» Record extracts

------------------------------------------------------------

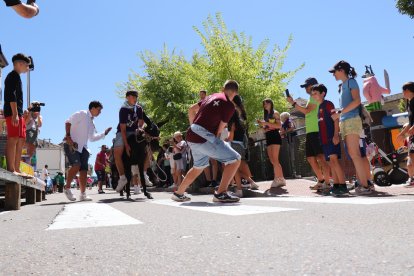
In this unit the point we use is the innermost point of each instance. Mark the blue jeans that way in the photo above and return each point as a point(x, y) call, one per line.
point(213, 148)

------------------------------------------------------------

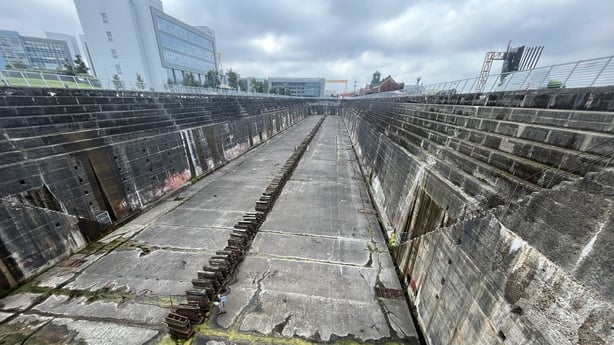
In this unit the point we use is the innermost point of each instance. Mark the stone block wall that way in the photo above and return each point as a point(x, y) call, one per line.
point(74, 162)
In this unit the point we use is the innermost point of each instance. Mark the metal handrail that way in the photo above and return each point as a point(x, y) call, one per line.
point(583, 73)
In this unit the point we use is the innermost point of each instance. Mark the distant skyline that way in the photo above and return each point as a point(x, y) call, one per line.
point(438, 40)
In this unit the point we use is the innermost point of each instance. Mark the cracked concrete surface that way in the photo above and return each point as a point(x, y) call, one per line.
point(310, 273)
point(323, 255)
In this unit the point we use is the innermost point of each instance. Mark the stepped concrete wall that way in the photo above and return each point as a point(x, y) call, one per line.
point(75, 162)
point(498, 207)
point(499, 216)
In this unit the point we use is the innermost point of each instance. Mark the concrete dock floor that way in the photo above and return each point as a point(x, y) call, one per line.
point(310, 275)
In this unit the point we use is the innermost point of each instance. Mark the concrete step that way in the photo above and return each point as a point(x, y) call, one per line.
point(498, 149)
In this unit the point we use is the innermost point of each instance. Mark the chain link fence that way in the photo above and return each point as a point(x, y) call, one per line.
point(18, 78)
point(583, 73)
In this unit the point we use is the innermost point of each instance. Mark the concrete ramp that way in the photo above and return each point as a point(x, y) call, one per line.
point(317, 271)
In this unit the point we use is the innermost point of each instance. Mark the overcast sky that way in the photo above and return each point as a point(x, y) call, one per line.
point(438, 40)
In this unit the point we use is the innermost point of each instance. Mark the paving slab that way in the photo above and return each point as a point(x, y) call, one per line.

------------------------------------------------------------

» Your objective
In the data above, retype exactly and only the lines between the one holding "the concrete step" and the one holding "Mark the paving", inclusive.

» Exercise result
In this unit the point we use is the innermost point of each instance. Mark the concrete step that way in the photo above and return each point as a point(x, y) call, one per line.
point(498, 149)
In this unit the point we use is the innermost point of each instance. Mark the chain link fence that way in the photo above and return each point as a point(x, y) call, one per line.
point(18, 78)
point(583, 73)
In this unit the point we use is the innermost point of each instance. Mark the concrete ramp that way in the photo above and return each point as a point(x, y) call, one per line.
point(317, 271)
In this unit the point we use is the innermost point of each instance. Mark the overcast sky that way in the photo above and return each point as a point(x, y) call, one per line.
point(438, 40)
In this unit the point we use is the innermost point of each instance. Mark the paving slab that way in the photo above and return each point as a point(x, y) call, one per line.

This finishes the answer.